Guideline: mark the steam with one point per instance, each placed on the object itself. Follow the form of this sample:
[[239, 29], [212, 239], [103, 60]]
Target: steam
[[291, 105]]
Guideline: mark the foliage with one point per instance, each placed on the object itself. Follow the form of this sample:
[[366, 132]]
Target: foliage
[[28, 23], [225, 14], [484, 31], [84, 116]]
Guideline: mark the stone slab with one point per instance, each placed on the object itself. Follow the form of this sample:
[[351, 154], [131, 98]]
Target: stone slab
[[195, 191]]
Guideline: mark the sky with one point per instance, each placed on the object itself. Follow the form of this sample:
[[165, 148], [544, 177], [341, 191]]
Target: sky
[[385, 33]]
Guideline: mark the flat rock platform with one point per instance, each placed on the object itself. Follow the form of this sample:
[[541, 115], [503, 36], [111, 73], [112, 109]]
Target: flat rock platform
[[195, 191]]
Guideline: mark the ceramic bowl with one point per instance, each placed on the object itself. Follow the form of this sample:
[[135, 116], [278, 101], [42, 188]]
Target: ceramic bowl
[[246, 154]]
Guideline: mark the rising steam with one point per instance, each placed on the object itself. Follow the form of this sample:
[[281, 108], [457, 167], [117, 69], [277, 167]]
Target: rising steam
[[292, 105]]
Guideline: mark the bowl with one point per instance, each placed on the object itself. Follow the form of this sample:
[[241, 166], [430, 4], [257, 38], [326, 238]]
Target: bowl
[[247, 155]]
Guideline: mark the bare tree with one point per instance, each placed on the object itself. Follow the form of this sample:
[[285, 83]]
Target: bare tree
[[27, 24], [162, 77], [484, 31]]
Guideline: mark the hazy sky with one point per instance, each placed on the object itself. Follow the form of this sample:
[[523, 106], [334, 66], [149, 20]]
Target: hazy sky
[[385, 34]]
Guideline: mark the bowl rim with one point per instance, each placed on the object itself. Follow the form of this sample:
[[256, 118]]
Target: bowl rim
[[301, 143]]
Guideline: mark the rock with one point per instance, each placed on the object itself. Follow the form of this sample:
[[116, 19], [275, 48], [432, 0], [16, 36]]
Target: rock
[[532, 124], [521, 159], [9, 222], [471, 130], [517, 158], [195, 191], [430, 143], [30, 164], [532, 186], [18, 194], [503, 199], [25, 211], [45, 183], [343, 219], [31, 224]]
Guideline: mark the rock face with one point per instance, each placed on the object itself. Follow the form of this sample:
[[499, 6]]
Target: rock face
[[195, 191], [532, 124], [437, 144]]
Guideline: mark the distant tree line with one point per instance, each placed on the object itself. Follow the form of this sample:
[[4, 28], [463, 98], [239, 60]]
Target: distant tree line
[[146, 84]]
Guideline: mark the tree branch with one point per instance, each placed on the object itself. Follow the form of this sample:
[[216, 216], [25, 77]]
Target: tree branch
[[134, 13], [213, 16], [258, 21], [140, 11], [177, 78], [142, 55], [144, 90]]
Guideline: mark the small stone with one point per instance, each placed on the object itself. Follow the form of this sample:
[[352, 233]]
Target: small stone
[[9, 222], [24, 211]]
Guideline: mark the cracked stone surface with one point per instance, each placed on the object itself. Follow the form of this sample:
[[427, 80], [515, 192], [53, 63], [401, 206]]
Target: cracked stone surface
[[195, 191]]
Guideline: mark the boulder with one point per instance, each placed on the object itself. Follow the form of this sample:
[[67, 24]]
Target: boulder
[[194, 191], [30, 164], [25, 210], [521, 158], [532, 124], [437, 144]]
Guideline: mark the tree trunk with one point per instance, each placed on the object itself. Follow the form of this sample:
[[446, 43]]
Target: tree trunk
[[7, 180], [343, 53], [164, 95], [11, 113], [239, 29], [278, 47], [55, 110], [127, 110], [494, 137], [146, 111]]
-=-=-=-=-
**Task prompt**
An exact copy of the data is needed, running from its first line through the line that holds "[[116, 19], [275, 48], [432, 0], [16, 36]]", and nothing beyond that.

**Exercise output**
Guideline: mark the steam with one point per instance, each placed on the object itself. Follow the form of this sample:
[[239, 29], [212, 239], [103, 60]]
Target: steam
[[291, 105]]
Guideline: mark the foliage with one point per instance, each placed on the object itself. Follow the form of this sample:
[[366, 132]]
Target: foliage
[[28, 23], [225, 14], [484, 31], [84, 116]]
Guideline: mark the stone slab with one point per instance, each placed on the object itself. Follow the form of this sample:
[[351, 154], [131, 98]]
Target: stone slab
[[195, 191]]
Guideline: mark the sky with one point per instance, each placed on the object itself. Follow the form of this sample:
[[165, 148], [544, 177], [341, 191]]
Target: sky
[[385, 33]]
Guideline: mark the flat rock platform with one point per instance, each placed on the object itself. Follow the form of this sample:
[[541, 115], [503, 36], [111, 73], [112, 109]]
Target: flat rock platform
[[195, 191]]
Guideline: mark the ceramic bowl with one point per instance, each placed on the object itself. Follow the form of this sample:
[[135, 116], [278, 101], [42, 188]]
Target: ceramic bowl
[[246, 154]]
Guideline: mark the rising steam with one point per instance, each placed on the object itself. Follow the form of this sample:
[[281, 108], [457, 167], [117, 69], [277, 167]]
Target: rising steam
[[292, 105]]
Guideline: mark the bowl with one point per instance, each placed on the object itself. Follow the form of this sample:
[[241, 166], [430, 4], [257, 38], [326, 238]]
Target: bowl
[[247, 155]]
Guideline: mark the bare tree with one point per instance, each placed on the object itself. Follow the form of this sample:
[[285, 83]]
Target: bare tree
[[27, 24], [162, 77], [484, 31]]
Guideline: mark the hazy sky with one point per instance, each placed on the object itself. Follow the form of this sample:
[[523, 106], [334, 66], [149, 20]]
Target: hazy sky
[[385, 34]]
Guideline: mark the bowl rim with one point per instance, each placed on the object itself. Follow the form of this sample:
[[256, 118]]
Target: bowl rim
[[301, 143]]
Guideline: mark the rock with one point per instance, each placed on the object itself. Follow the form of this sample:
[[116, 19], [275, 48], [432, 0], [16, 36]]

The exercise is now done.